## Assigned task
Print the rows verbatim from the start of the rows through the line containing "positive clicks: (796, 629)", including that line.

## Input data
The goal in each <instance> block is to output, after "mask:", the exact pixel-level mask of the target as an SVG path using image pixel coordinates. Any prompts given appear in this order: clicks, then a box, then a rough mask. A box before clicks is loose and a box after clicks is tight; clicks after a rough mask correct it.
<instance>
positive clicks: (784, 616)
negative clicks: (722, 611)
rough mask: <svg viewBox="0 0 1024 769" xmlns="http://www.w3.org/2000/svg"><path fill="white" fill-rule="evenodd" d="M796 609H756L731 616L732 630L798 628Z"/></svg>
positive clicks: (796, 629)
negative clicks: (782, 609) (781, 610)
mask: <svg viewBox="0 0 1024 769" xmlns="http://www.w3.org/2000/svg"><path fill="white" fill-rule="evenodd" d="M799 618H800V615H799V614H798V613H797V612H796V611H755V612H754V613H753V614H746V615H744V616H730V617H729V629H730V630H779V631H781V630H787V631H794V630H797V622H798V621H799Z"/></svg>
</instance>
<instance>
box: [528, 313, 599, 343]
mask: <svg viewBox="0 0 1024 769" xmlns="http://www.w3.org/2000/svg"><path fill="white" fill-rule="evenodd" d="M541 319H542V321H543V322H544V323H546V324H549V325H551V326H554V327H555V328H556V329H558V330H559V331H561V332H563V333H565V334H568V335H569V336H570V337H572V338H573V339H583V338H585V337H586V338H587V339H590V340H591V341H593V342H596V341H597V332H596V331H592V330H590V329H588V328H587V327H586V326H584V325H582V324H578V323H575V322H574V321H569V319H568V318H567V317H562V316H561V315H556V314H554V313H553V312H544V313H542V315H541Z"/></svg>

## Solved problem
The goal in each <instance> block is to output, after "mask:", the exact pixel-level mask of the target as an SVG path using image pixel coordinates. Any prompts given appear in this order: clicks, then a box, then a rough mask. A box before clicks is loose and a box after clicks is tight; clicks after a rough mask correct it.
<instance>
positive clicks: (784, 616)
negative clicks: (722, 611)
rough mask: <svg viewBox="0 0 1024 769" xmlns="http://www.w3.org/2000/svg"><path fill="white" fill-rule="evenodd" d="M796 609H756L731 616L732 630L798 628Z"/></svg>
positive clicks: (796, 629)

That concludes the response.